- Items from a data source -

══════

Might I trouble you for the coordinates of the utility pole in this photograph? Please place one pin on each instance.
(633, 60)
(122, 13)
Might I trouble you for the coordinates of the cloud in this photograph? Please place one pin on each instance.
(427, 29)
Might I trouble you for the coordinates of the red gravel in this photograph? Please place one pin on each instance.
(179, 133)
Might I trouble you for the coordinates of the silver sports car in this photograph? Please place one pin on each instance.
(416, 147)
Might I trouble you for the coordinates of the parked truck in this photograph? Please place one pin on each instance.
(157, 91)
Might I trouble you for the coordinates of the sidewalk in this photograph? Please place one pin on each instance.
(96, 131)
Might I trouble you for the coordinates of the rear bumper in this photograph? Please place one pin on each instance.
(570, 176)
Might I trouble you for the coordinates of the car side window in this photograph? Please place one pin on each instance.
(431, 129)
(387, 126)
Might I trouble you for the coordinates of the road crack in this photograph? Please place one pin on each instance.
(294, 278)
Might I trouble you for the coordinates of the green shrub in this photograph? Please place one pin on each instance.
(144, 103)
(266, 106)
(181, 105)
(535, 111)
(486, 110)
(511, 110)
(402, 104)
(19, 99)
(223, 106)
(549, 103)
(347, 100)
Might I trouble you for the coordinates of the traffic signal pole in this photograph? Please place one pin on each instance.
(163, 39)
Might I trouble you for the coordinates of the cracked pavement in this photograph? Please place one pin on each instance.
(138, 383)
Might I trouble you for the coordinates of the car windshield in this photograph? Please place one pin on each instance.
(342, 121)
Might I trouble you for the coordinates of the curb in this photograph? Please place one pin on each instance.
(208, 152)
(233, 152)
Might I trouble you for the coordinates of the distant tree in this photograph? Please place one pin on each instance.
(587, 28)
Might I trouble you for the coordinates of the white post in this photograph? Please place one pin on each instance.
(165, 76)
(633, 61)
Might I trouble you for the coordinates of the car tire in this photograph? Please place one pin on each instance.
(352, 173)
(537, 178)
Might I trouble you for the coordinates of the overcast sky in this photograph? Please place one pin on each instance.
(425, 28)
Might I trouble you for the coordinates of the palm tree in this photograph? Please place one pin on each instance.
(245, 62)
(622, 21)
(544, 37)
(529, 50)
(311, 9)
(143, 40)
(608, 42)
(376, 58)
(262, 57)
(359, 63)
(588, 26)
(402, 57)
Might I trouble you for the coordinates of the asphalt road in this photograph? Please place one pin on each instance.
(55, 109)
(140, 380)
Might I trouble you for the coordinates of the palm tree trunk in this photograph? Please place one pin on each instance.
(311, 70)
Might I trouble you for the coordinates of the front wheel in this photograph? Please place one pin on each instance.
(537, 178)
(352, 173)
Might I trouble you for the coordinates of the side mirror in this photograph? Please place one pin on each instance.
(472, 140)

══════

- DIRECTIONS -
Rewrite the lines above, replacing every "pin" with "marker" and leaving everything else unchanged.

- OUTPUT OF THE TASK -
Might I trouble you for the coordinates of the utility pole in this photograph? Please place one marker on each instance.
(633, 60)
(122, 13)
Might I trouble you for the coordinates of the cloud in this photograph? Please place one marker on each instance.
(427, 29)
Might I trouble you for the coordinates of the red gravel in this photograph? Please place one marker on each instance.
(179, 133)
Might I trouble you for the coordinates of the silver sports car in this photograph? Please place one marker on each instance.
(416, 147)
Might I trouble you for the coordinates of the parked truck in this photograph? Please place one marker on each instance.
(157, 91)
Might I trouble you for the coordinates of the sidewalk in this photograph? Please place one marker on each instance.
(96, 131)
Might I trouble you for the coordinates of the rear bumper in this photograph? Please place one marker on each instance.
(570, 176)
Might I trouble you for the coordinates of the car side window in this photograph? Please place one marker on each instance.
(431, 129)
(387, 126)
Might I trouble you for the coordinates of the road crack in this photograph? Please place one marker on each instance.
(294, 278)
Might I trouble you for the coordinates of the green shrub in this photograph? Please place one marker on each instance.
(144, 103)
(266, 106)
(181, 105)
(535, 111)
(486, 110)
(511, 110)
(402, 104)
(19, 99)
(223, 106)
(549, 103)
(347, 100)
Might I trouble you for the coordinates of the traffic signal pole in this photograph? Please place one marker on each instance.
(163, 39)
Might I trouble you for the coordinates of the cracked pavement in this photograph? Please place one marker on each instance.
(138, 383)
Might I trouble you for the coordinates of the car windshield in this photograph? Please place one marker on each instance.
(342, 121)
Might I trouble you for the coordinates of the curb in this photograph? Please place one marker on each instance.
(208, 152)
(233, 152)
Might I trouble you for the coordinates of the distant tree in this photograph? Please place one marker on each instance.
(587, 28)
Might I trouble you for the coordinates of the white post in this photograph? Please place one marker on each instance.
(165, 76)
(633, 61)
Might I trouble you for the coordinates of the car tire in this photograph? Please place one marker on each instance.
(352, 173)
(537, 178)
Might I trouble you for the coordinates of the overcast sky in this photograph? Please place one marker on each instance.
(425, 28)
Might I trouble you for the coordinates of the palm tree in this photograph? Please place one marker on each instance.
(245, 62)
(622, 21)
(544, 37)
(529, 50)
(311, 9)
(143, 40)
(608, 42)
(376, 58)
(262, 57)
(359, 63)
(588, 26)
(402, 57)
Might I trouble you for the coordinates of the asphalt road in this photograph? Please place one marker on each instance.
(55, 109)
(140, 380)
Might I trouble you for the coordinates of the palm tree trunk in this photograph? Please place one marker on each instance.
(311, 70)
Might I trouble you for the coordinates of the front wheel in this photograph? Please place one marker on each instance.
(537, 178)
(352, 173)
Might I trouble you for the coordinates of the side mirror in this photograph? Please place one marker on each instance.
(472, 140)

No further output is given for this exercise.